__YOUR TASK__:
Copy the items exactly as they appear, starting at the line that contains "point: bicep, one" and continuing through the final line of the items, with both ends included.

__TASK INPUTS__:
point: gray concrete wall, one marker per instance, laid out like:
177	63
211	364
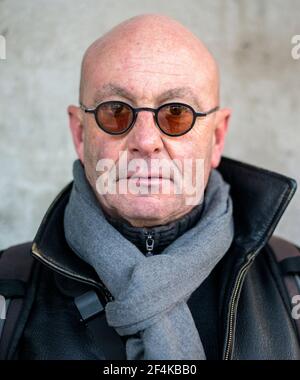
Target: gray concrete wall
39	78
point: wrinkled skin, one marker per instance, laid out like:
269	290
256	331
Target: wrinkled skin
133	64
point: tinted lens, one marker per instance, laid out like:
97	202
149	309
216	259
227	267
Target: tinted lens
175	119
114	117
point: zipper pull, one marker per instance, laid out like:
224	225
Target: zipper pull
149	244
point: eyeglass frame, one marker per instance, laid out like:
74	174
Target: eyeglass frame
155	111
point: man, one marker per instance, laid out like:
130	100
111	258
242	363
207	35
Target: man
180	275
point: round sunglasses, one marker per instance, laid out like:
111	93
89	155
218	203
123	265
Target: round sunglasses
173	119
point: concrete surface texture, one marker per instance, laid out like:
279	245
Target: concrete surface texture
45	41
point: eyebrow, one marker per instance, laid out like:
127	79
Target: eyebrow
111	89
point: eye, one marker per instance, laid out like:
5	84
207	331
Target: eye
177	110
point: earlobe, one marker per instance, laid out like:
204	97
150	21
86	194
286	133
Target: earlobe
76	127
221	127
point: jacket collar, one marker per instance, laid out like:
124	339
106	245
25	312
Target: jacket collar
260	197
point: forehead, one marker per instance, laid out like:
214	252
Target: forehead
147	74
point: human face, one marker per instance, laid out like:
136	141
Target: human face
149	75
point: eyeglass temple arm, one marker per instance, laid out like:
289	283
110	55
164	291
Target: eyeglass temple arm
208	112
85	109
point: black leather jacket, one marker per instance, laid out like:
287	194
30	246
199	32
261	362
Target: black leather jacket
253	320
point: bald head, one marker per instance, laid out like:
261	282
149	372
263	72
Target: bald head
150	35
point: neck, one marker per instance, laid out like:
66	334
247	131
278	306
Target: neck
153	240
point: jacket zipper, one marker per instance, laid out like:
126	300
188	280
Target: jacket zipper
149	244
231	316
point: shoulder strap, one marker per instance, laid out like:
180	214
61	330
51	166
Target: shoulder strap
288	258
92	314
15	270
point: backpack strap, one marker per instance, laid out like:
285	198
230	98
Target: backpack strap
288	258
15	271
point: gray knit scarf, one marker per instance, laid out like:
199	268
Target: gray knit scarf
151	293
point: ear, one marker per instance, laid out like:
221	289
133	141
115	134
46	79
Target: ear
76	127
221	127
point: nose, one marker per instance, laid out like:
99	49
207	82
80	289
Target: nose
144	139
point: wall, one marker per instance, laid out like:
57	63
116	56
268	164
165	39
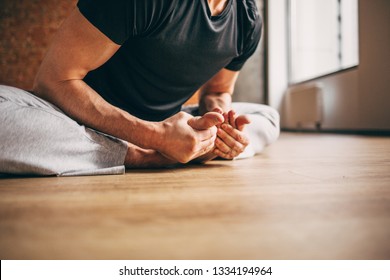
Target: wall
357	99
250	83
26	27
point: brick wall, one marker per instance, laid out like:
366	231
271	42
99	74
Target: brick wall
26	28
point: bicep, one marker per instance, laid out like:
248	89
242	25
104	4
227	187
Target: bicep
77	48
222	82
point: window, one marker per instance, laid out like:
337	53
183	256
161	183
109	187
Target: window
323	37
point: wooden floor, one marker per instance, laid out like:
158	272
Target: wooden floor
309	196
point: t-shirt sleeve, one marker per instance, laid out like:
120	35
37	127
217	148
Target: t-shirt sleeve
251	41
110	17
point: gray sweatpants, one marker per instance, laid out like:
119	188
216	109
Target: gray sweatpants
37	138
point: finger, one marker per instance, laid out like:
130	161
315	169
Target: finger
207	134
234	147
241	121
206	121
206	146
221	154
221	145
235	135
217	110
232	118
226	117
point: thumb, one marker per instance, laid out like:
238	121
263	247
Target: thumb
241	121
206	121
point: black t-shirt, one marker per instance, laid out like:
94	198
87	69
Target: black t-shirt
169	48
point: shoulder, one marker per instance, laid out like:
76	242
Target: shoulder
248	14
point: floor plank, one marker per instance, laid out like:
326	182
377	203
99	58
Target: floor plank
308	196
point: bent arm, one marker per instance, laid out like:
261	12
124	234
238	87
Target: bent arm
77	48
218	91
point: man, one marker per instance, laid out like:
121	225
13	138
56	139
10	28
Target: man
111	86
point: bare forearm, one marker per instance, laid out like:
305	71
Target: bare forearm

__RESULT__:
point: bicep, one marker per instance, laid out like:
248	89
242	25
104	4
227	187
Target: bicep
77	48
222	82
point: window, one marker per instance, laid out like:
337	53
183	256
161	183
109	187
Target: window
323	37
point: wooden floor, one marker per instance, laid out like:
158	272
Target: wooden floor
309	196
point: t-shirt sleeve, one marker per instance, laid out like:
120	35
37	127
217	148
Target: t-shirt sleeve
251	41
110	17
point: gray sweatpants, one marker per instance, laid out like:
119	188
216	109
Target: gray sweatpants
37	138
point: finger, one marker per instance, laid out like:
130	161
315	169
Target: finger
207	134
234	147
241	121
206	121
206	146
221	154
221	145
235	135
217	110
232	118
226	117
point: thumb, one marker per instance, laid out like:
238	121
263	247
Target: thumb
241	121
206	121
point: black t-shirt, one marker per instance, laid out like:
94	198
87	69
Target: black t-shirt
169	48
point: shoulder, one marker per instance, laid out like:
76	242
Target: shoulder
248	14
point: floor plank, one marker per instance, laid out like:
326	182
377	203
99	58
Target: floor plank
308	196
point: bent arm, one marker per instance, laid out like:
261	12
124	234
238	87
Target: bent arm
77	48
218	91
point: man, one marker per instance, laid out like:
121	225
13	138
56	139
10	28
Target: man
111	86
point: bare forearm, one marker per instance, laid out like:
305	71
Target: bare forearm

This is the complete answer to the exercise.